● Excerpted passage
I'm thinking that it takes a week or two for that email to go out from the date you acheieved status.

However, if you're going to be traveling soon and need that temp card, just call back again. I don't think that they've stopped emailing those temp cards. I suspect you got a new agent that didn't know better.

Also keep in mind however, as I noted above, that the agents in the lounge can now lookup your status too and admit you on the basis of that.


----------



## gatelouse (Sep 17, 2011)

Email came in a few hours after I posted. Temp card was ready perhaps 15 minutes after that. (First time I clicked the link within the email, I get a "Temporary card unavailable" error--go figure.)

Patience is a virtue, I suppose.


----------



## AlanB (Sep 18, 2011)

Thanks for the update, as well as confirming that they do actually continue send out those emails.


----------



## gatelouse (Oct 12, 2011)

● Data lines
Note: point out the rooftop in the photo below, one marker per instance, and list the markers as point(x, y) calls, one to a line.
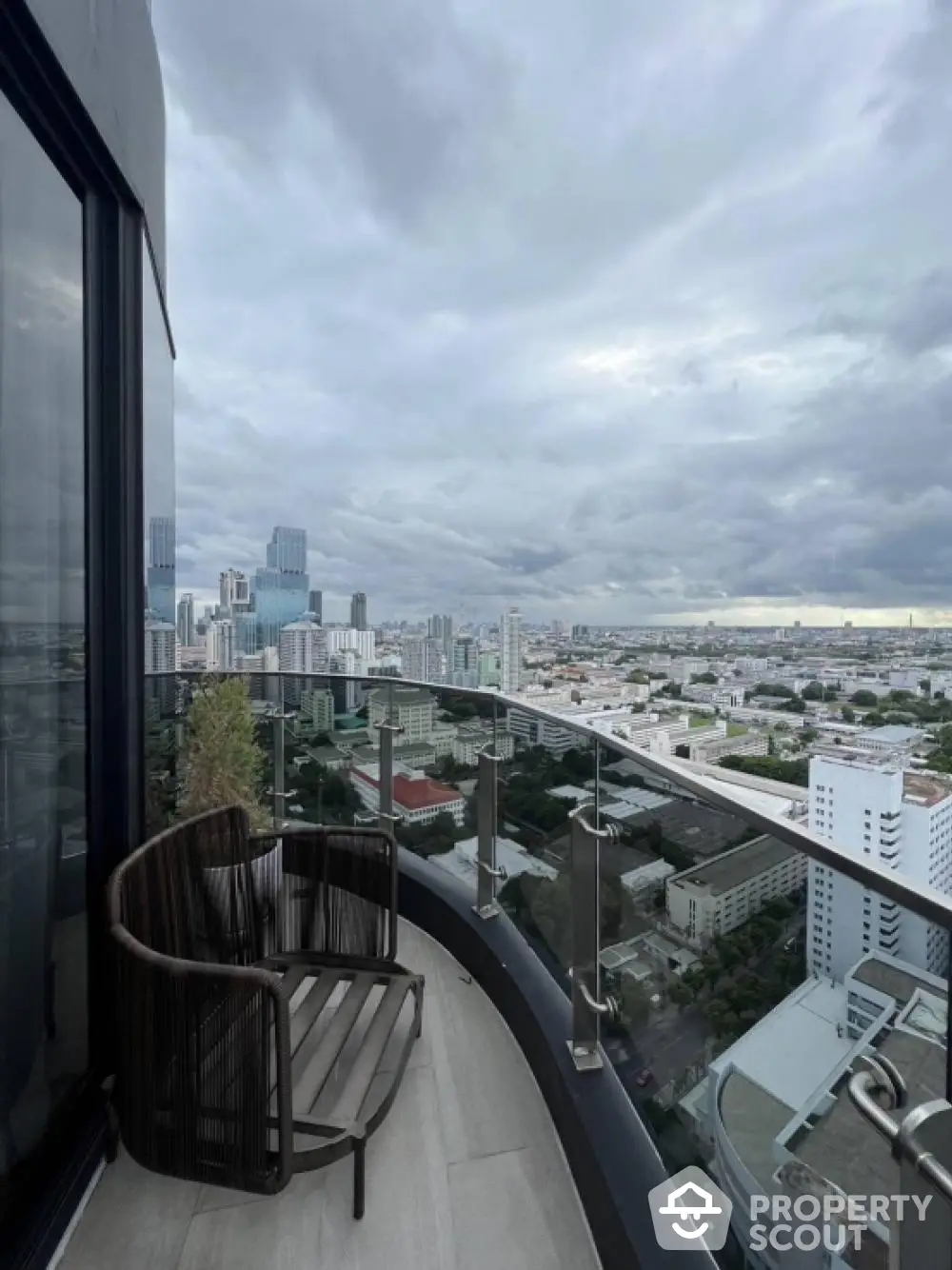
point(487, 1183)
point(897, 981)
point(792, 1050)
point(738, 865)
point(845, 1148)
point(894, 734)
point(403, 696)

● Do this
From the forum thread, pull out the stretch from "However, if you're" through "virtue, I suppose." word for word. Work only from the forum thread.

● Response for this exercise
However, if you're going to be traveling soon and need that temp card, just call back again. I don't think that they've stopped emailing those temp cards. I suspect you got a new agent that didn't know better.

Also keep in mind however, as I noted above, that the agents in the lounge can now lookup your status too and admit you on the basis of that.


----------



## gatelouse (Sep 17, 2011)

Email came in a few hours after I posted. Temp card was ready perhaps 15 minutes after that. (First time I clicked the link within the email, I get a "Temporary card unavailable" error--go figure.)

Patience is a virtue, I suppose.